# [Text extract]
One of the major attractions of arbitration is that parties can, to some degree, choose the arbitral tribunal and have a wide choice of counsel. It may be more desirable to involve arbitrators and counsel with a good knowledge of arbitral practice and the relevant industry sector than specialists in the applicable law alone. In particular, it is easier to explain a claim to an arbitrator who has a realistic view of how JVs work and who is comfortable with accounting principles and damages calculations. Sympathy with the party’s commercial culture may be advantageous, too, because cultural tensions aggravate many disputes, for example, where there are differing views on hierarchies, levels of formality and maintaining written records.

Jurisdiction

A number of jurisdictional difficulties may arise in JV disputes. These include the scope of the arbitration agreement and in particular whether it extends beyond the main contract to ancillary contracts, and to non-signatories such as different companies in a group of companies. Parties should consider making more than one counterparty a party to the JVA, as well as expressly linking different contracts and possibly including arbitration agreements in all of them.

Sometimes a respondent will deny the arbitrability of a dispute. This may happen where contractual claims are linked to statutory claims or local law issues, such as tax and insolvency. Respondent state entities often rely on statutory constraints under local law to evade accountability to their contractual partners.

Interim relief or provisional measures

The leading national arbitration statutes and arbitral rules provide that arbitral tribunals can order interim relief or provisional measures. Typically, they confer a broad discretion to do so.[15] Such relief may also be available from national courts. The criteria for granting interim relief vary, but it is usual in international commercial arbitration to do so where an applicant can show urgency, a threat of irreparable or very serious harm (ie, harm that cannot easily be compensated with a payment of damages, such as a loss of good will or serious reputational harm), and a prima facie case on the merits and jurisdiction, and that the measures will not amount to a prejudgment of the case on the merits.[16]

Interim relief may be very important in JV disputes precisely because the fate of a company may well result in a loss that cannot be compensated with monetary damages, especially where the company faces a loss of goodwill or of established client relationships, or there is a risk of confidential materials becoming public. Moreover, a JV partner may be more interested in the safeguarding of the operation of a JV and unblocking of the JV’s accounts in case of a corporate governance dispute, than a declaration of liability and a damages award. Orders may be granted in the following cases:

  • an order to preserve a preexisting state or status quo ante for the duration of the arbitration – where the dispute turns on whether the parties must carry on a business, the order might require the respondent to do so;
  • an injunction preventing the respondent from selling or dissipating assets pending a final decision by the arbitral tribunal as to the parties’ rights over the assets;
  • an order requiring a party to keep certain information confidential; and
  • in exceptional cases, an anti-suit injunction or order requiring a party to stop or refrain from parallel proceedings in local courts.

If a party must seek an urgent interim measure even before the constitution of an arbitral tribunal, in recent years, most of the major arbitration institutions have updated their rules to include an emergency arbitrator procedure.[17] A party seeking the appointment of an emergency arbitrator must demonstrate the urgency of its request,[18] and often satisfy a requirement that the date of the arbitration agreement occurred after the institutional rules were updated to allow for emergency arbitrator procedures.

# [Stated goal A]
Reproduce the arbitration passage from "If a party must" to "emergency arbitrator procedures.".
The arbitration passage and the records are unrelated to each other.

# [Record extracts]

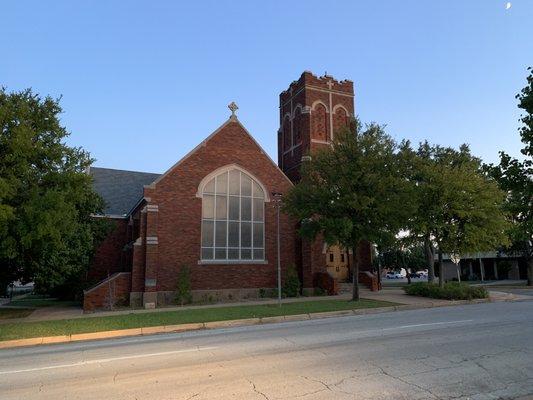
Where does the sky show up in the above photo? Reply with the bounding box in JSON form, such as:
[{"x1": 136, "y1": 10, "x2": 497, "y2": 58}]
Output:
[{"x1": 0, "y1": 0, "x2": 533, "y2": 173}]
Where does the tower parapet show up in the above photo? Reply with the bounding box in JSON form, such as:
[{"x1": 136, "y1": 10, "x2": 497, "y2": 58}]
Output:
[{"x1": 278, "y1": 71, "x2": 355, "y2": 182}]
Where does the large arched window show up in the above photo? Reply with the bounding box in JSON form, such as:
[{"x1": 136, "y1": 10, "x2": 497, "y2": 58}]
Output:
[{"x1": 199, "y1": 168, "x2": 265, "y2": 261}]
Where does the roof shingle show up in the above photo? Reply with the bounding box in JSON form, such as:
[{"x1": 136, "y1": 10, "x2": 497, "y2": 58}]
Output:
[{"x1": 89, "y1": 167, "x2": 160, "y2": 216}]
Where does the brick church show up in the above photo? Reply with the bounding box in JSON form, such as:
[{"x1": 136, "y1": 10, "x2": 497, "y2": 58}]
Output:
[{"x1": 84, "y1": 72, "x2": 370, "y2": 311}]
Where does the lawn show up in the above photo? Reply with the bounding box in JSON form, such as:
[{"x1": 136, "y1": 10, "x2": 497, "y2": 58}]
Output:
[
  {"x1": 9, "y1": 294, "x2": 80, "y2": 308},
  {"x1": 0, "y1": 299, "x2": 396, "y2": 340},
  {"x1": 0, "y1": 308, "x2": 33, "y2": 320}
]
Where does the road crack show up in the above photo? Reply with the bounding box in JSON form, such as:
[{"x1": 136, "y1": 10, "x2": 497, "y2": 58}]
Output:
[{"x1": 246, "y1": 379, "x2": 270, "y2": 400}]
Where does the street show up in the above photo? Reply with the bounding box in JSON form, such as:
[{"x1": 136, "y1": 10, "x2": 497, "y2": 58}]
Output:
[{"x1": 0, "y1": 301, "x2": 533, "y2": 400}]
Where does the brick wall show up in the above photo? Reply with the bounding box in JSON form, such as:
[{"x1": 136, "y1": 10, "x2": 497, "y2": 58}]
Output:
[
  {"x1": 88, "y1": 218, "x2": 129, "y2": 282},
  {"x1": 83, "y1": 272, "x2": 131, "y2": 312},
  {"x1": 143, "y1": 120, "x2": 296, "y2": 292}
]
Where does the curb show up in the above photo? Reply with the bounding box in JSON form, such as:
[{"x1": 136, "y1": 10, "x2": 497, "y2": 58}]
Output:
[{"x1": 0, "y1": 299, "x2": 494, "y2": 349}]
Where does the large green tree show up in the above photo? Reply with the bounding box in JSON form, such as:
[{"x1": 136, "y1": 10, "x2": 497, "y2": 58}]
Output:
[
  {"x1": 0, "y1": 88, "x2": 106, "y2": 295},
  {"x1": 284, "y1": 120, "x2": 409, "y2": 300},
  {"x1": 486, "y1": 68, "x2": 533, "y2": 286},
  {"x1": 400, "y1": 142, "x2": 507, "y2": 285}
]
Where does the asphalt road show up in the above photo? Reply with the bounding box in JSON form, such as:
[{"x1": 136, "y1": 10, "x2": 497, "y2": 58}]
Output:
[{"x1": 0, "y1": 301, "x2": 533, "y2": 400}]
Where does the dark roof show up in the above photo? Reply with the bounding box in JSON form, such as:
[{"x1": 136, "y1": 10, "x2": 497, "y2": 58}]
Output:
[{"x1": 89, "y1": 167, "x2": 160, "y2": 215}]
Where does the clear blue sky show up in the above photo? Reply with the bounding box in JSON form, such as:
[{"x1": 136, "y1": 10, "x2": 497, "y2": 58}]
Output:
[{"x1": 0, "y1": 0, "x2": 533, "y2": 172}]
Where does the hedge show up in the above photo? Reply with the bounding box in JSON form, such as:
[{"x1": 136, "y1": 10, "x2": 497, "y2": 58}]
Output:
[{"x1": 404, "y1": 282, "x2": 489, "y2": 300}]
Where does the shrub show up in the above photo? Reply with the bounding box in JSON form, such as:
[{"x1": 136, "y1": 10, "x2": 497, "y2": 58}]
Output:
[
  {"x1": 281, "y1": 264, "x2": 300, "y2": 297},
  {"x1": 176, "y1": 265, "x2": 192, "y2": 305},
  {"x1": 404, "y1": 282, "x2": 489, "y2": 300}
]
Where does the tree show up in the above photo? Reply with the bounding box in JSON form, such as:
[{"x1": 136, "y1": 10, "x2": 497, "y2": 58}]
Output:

# [Stated goal B]
Pull out every line of the records that contains the word "large".

# [Result A]
If a party must seek an urgent interim measure even before the constitution of an arbitral tribunal, in recent years, most of the major arbitration institutions have updated their rules to include an emergency arbitrator procedure.[17] A party seeking the appointment of an emergency arbitrator must demonstrate the urgency of its request,[18] and often satisfy a requirement that the date of the arbitration agreement occurred after the institutional rules were updated to allow for emergency arbitrator procedures.

# [Result B]
Where does the large arched window show up in the above photo? Reply with the bounding box in JSON form, such as:
Where does the large green tree show up in the above photo? Reply with the bounding box in JSON form, such as:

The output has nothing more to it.